* [MATERIAL TO PROCESS]:
+++

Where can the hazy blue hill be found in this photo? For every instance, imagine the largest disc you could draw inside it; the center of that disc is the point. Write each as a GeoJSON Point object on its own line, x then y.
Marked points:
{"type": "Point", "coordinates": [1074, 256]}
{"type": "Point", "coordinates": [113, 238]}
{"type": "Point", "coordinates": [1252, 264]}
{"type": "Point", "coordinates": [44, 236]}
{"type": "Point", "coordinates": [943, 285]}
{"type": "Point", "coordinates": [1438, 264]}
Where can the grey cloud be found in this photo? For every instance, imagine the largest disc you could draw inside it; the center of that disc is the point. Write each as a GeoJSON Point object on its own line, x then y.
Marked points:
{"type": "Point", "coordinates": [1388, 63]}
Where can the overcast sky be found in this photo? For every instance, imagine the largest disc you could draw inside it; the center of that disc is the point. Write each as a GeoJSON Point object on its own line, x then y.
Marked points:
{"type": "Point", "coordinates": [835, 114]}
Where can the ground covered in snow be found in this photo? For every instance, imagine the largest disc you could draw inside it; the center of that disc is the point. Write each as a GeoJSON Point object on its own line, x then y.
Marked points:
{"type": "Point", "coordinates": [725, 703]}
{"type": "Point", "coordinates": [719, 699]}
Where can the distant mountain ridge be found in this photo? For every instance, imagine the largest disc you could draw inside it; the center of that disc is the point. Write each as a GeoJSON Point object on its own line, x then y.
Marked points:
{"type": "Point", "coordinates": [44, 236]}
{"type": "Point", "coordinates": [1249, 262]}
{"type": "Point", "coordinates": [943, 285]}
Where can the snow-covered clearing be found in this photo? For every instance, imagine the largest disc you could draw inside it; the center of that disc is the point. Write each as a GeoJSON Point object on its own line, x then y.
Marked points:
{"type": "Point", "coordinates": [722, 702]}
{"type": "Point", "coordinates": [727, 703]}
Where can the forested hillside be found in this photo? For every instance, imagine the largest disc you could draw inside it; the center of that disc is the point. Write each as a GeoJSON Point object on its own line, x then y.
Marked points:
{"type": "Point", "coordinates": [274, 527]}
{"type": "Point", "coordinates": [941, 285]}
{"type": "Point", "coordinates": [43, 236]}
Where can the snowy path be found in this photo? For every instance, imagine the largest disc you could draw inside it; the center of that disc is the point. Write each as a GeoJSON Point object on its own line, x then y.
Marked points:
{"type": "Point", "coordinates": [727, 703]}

+++

* [GOAL]: Substitute "circle" for every occurrence of "disc" in the material above, and write it out again with nothing else changed.

* [PROBLEM SOLUTION]:
Where can the hazy blue hill be found in this photo? For every instance, imagine the largest circle you could draw inside it; the center of that circle is the point. Write each as a GeoJSON Point object on its own line, x then y.
Marked points:
{"type": "Point", "coordinates": [1074, 256]}
{"type": "Point", "coordinates": [113, 238]}
{"type": "Point", "coordinates": [1252, 264]}
{"type": "Point", "coordinates": [44, 236]}
{"type": "Point", "coordinates": [943, 285]}
{"type": "Point", "coordinates": [1438, 264]}
Where can the grey cloud be found in this photo? For every instance, imagine the largest circle you could draw inside it; the center of that circle is the point. Write each as a GeoJSON Point object on its own line, x then y.
Marked points:
{"type": "Point", "coordinates": [1388, 63]}
Where can the overcast sky be found in this photo? For every instance, imagine the largest circle you could draw inside it; the center of that circle is the point. Write each as a GeoJSON Point object on its own line, x then y.
Marked points:
{"type": "Point", "coordinates": [835, 114]}
Where can the ground covered in snow be found in this photo? For every instance, imagine the largest circle you could draw inside it; the center of that circle is the point. Write each as a GeoJSON Point object on its own line, x then y.
Marked points:
{"type": "Point", "coordinates": [725, 703]}
{"type": "Point", "coordinates": [719, 699]}
Where can the distant mountain ridge be found in this photo? For every instance, imagine the largest circle you could draw inside it; the center of that circle is the point. Write each as a GeoJSON Point object on its own line, x then y.
Marked points:
{"type": "Point", "coordinates": [44, 236]}
{"type": "Point", "coordinates": [1249, 262]}
{"type": "Point", "coordinates": [943, 285]}
Where can the snow-covered clearing be found in this photo? For every instance, imagine the largest circle you could draw inside it; the center of that circle is the point. Write each as a GeoJSON Point object on its own line, x then y.
Marked points:
{"type": "Point", "coordinates": [722, 702]}
{"type": "Point", "coordinates": [727, 703]}
Where can the forested hillside be found in this photo? For every instance, imagine the largest circle you could draw inside it; the center of that circle is the point. Write each as a GeoJSON Point object on its own line, x then y.
Marked points:
{"type": "Point", "coordinates": [274, 527]}
{"type": "Point", "coordinates": [941, 285]}
{"type": "Point", "coordinates": [43, 236]}
Where can the snowy path be found in this photo? For every instance, imagine the largest circle you could draw inside it; the center of that circle is the point. Write each as a GeoJSON Point object on its own line, x then y.
Marked points:
{"type": "Point", "coordinates": [727, 703]}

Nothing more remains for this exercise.